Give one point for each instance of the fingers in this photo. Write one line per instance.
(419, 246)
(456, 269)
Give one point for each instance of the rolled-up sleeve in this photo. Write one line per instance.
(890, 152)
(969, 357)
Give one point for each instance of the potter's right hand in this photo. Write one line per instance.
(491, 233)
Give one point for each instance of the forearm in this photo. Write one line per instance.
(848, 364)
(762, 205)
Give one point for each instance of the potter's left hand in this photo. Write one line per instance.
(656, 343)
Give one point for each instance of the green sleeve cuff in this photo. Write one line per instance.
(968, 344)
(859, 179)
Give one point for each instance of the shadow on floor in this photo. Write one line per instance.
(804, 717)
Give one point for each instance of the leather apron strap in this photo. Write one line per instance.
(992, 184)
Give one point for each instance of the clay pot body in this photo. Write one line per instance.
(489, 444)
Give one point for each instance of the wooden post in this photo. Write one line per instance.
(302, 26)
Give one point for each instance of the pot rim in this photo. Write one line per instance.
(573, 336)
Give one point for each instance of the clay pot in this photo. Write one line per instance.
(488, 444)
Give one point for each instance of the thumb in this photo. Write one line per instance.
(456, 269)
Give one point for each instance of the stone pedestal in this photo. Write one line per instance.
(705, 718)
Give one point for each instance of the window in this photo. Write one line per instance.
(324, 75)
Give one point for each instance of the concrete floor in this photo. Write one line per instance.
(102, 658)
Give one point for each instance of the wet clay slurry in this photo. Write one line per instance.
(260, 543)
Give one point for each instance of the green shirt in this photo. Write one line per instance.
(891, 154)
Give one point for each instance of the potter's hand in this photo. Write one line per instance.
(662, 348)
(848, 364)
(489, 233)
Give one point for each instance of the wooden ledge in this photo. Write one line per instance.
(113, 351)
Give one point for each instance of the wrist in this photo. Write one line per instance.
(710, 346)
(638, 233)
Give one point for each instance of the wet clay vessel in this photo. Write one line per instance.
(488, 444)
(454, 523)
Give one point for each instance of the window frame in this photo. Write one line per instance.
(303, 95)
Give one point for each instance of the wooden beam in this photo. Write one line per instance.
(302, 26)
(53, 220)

.....

ABOUT THIS TASK: From the line containing "Give one point for each instance of the wooden beam" to the final line of the data above, transcribe every line exactly and nothing more.

REPLY TO THE EXERCISE:
Give one point for each instance of the wooden beam in this photo. Write one line per instance.
(302, 26)
(53, 220)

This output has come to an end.